This post dives into:
- Double DQN: Preventing Q-value overestimation
- Dueling Architecture: Separating value and advantage
- Experience Replay: Breaking temporal correlation
- Target Networks: Stabilizing training
- Network Architecture: Layers, activations, and hyperparameters
The complete code is in src/models/dqn.py on GitHub.
The Q-Learning Foundation
What is Q-Learning?
Q-learning learns a Q-function that estimates the expected cumulative reward:
Q(s, a) = Expected total reward from state s, taking action a
Bellman Equation:
Q(s, a) = r + γ × max_a' Q(s', a')
Where:
r: Immediate rewardγ(gamma): Discount factor (0.99)s': Next statemax_a' Q(s', a'): Best Q-value in next state
Policy: Choose action with highest Q-value:
π(s) = argmax_a Q(s, a)
From Tabular to Deep Q-Learning
Tabular Q-Learning stores Q(s,a) in a table:
State Action Q-value
----- ------ -------
s1 a1 0.5
s1 a2 0.3
s2 a1 0.8
...
Problem: Trading states are continuous (prices, indicators, etc.). Infinite table size!
Solution: Use a neural network to approximate Q(s,a):
Q(s, a) ≈ NN(s)[a]
Input: State → Output: Q-values for all actions
Vanilla DQN vs. Our Improvements
Vanilla DQN (2013)
DeepMind’s original DQN used:
- Single network predicting Q-values
- Experience replay
- Target network
Problems:
- Overestimation bias: max operator causes Q-values to be too optimistic
- No value/advantage separation: Conflates state value with action advantages
Our Enhanced DQN
We implement two key improvements:
- Double DQN (2015): Fixes overestimation
- Dueling Architecture (2016): Separates value and advantage
Let’s explore each!
Double DQN: Fixing Overestimation
The Overestimation Problem
Vanilla DQN computes targets as:
Target = r + γ × max_a Q_target(s', a)
Issue: The same network selects AND evaluates the action:
max_a Q(s', a) = Q(s', argmax_a Q(s', a))
If Q-values have noise (they do!), max will pick overestimated values:
Example:
True Q-values: [1.0, 1.2, 1.1]
Noisy Q-values: [1.5, 0.9, 1.3] ← Noise added
max(true) = 1.2
max(noisy) = 1.5 ← Overestimate!
Over many updates, this compounds, causing Q-values to diverge.
Double DQN Solution
Key Idea: Decouple selection from evaluation:
- Behavior Network selects action:
a* = argmax_a Q_behavior(s', a) - Target Network evaluates that action:
Target = r + γ × Q_target(s', a*)

--- LISTED RECORDS ---

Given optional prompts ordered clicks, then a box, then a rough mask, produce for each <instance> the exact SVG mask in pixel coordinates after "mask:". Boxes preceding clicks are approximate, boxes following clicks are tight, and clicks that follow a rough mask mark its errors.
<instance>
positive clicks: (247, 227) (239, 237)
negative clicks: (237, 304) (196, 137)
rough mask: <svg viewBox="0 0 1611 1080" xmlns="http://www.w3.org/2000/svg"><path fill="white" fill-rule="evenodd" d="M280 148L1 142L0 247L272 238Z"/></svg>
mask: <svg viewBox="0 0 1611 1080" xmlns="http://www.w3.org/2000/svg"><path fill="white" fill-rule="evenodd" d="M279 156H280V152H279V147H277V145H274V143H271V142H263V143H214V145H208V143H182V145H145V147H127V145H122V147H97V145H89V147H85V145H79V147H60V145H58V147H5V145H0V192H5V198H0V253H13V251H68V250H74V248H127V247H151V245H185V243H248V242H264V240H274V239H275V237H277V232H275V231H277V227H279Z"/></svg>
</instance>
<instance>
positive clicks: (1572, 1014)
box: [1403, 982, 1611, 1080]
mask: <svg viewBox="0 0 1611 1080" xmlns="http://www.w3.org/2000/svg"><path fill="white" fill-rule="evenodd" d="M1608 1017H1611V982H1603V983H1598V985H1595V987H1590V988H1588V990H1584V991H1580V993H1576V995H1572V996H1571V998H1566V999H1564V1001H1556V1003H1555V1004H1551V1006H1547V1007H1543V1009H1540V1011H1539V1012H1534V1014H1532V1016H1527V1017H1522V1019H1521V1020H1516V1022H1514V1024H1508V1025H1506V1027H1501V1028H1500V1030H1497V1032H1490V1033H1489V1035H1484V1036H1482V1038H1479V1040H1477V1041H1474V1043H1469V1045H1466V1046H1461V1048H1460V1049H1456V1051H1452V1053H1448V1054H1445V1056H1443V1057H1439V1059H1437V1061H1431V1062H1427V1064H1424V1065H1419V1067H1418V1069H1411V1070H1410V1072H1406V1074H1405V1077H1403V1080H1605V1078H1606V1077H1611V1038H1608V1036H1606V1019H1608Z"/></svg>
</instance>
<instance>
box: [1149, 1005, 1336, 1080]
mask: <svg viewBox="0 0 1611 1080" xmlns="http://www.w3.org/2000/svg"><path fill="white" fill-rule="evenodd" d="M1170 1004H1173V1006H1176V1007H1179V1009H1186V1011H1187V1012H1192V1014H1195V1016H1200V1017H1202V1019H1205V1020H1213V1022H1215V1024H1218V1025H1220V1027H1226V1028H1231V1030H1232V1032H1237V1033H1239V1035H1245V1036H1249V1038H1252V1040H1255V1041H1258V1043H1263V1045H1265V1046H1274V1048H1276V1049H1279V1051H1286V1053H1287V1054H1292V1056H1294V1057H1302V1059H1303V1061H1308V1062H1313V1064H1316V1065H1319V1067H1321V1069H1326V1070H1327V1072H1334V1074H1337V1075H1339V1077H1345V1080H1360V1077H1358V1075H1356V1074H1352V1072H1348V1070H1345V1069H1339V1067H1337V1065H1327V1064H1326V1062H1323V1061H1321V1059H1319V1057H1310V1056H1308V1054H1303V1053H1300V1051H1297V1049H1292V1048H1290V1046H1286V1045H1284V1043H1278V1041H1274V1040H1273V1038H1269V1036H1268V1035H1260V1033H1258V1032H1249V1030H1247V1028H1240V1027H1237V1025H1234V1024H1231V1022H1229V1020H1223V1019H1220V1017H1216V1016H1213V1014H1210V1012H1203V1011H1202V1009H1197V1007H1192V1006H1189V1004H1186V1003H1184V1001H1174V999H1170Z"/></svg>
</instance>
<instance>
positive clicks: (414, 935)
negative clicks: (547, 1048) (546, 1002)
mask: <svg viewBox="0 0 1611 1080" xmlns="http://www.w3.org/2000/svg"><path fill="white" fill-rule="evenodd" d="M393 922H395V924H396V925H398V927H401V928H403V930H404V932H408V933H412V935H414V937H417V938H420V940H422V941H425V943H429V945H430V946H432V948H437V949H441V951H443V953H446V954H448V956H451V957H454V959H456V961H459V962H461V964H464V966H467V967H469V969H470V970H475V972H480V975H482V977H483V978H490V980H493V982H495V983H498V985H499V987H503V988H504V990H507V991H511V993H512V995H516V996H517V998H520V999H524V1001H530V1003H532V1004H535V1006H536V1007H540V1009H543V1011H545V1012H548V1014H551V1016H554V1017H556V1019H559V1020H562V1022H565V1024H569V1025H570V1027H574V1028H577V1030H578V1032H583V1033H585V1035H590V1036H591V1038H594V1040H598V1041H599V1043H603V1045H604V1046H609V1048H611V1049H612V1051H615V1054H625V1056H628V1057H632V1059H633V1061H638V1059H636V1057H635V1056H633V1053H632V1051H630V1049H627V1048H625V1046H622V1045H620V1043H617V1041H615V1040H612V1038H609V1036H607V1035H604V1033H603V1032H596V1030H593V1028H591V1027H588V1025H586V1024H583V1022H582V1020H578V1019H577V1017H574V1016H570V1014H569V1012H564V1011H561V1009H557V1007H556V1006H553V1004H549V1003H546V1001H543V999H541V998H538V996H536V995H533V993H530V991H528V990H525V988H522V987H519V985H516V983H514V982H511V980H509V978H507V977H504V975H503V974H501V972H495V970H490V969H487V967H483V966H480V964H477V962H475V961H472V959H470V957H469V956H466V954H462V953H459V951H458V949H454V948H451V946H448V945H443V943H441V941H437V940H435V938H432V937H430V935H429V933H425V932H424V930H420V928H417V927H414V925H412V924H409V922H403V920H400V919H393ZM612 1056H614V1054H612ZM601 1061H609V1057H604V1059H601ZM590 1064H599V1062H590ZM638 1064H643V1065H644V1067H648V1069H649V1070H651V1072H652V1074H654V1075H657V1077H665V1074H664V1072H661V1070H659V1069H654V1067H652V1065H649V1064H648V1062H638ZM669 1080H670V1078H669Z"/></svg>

--- WORK INSTRUCTION A ---
From the deep Q-learning text, extract the passage starting at "From Tabular to" and ending at "Vanilla DQN (2013)".
--- WORK INSTRUCTION B ---
Answer these questions using the deep Q-learning text:
(i) In which file does the complete code live?
(ii) What year does the text give for the vanilla DQN?
(iii) In Double DQN, which network selects the action?
--- WORK INSTRUCTION C ---
Continue the deep Q-learning text from its final line.

--- EXPECTED OUTPUT A ---
From Tabular to Deep Q-Learning
Tabular Q-Learning stores Q(s,a) in a table:
State Action Q-value
----- ------ -------
s1 a1 0.5
s1 a2 0.3
s2 a1 0.8
...
Problem: Trading states are continuous (prices, indicators, etc.). Infinite table size!
Solution: Use a neural network to approximate Q(s,a):
Q(s, a) ≈ NN(s)[a]
Input: State → Output: Q-values for all actions
Vanilla DQN vs. Our Improvements
Vanilla DQN (2013)

--- EXPECTED OUTPUT B ---
(i) src/models/dqn.py
(ii) 2013
(iii) The behavior network

--- EXPECTED OUTPUT C ---
Why This Works:
If behavior network overestimates action a*, target network is unlikely to also overestimate it (independent noise). This reduces systematic overestimation.
Implementation
@tf.function
def train_step(self, states, actions, rewards, next_states, dones, gamma=0.99):
"""Double DQN training step."""
# Current Q-values from behavior network
current_q_values = self.q_network(states, training=True)
actions_one_hot = tf.one_hot(actions, self.n_actions)
current_q_values = tf.reduce_sum(current_q_values * actions_one_hot, axis=1)
# Double DQN: Select action with behavior network
next_q_values_behavior = self.q_network(next_states, training=False)
next_actions = tf.argmax(next_q_values_behavior, axis=1) # ← Selection
# Evaluate selected action with target network
next_q_values_target = self.target_network(next_states, training=False)
next_actions_one_hot = tf.one_hot(next_actions, self.n_actions)
next_q_values = tf.reduce_sum(next_q_values_target * next_actions_one_hot, axis=1) # ← Evaluation
# Compute targets
targets = rewards + gamma * next_q_values * (1 - dones)
# MSE loss
loss = tf.keras.losses.MSE(targets, current_q_values)
# Update behavior network only
gradients = tape.gradient(loss, self.q_network.trainable_variables)
self.optimizer.apply_gradients(zip(gradients, self.q_network.trainable_variables))
return loss
Key Points:
- Behavior network updated every step
- Target network copied periodically (e.g., every 1-10 episodes)
- Decoupling reduces overestimation
Dueling Architecture: Value vs. Advantage
The Motivation
Some states are intrinsically valuable regardless of action:
Example:
State: Bull market, RSI=50, trending up, cash available
All actions have similar Q-values:
Q(s, HOLD) = 2.5
Q(s, BUY_10) = 2.7
Q(s, BUY_50) = 2.6
Q(s, BUY_100) = 2.8
Observation: The state itself is valuable (2.5 baseline). Actions provide small advantages (+0.0 to +0.3).
Dueling Architecture Idea:
Separate the state value from action advantages:
Q(s, a) = V(s) + A(s, a)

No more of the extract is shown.